** GIVEN PROBLEM **
Tally the lines in the items below that contain the string "building", treating uppercase and lowercase as different. Reply with the number alone.

Collected data
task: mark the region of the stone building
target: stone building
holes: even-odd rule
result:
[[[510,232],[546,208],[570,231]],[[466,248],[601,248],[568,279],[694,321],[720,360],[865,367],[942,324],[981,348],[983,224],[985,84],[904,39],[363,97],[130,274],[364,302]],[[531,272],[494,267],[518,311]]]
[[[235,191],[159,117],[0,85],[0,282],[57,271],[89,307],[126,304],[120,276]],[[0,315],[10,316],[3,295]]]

** REPLY **
2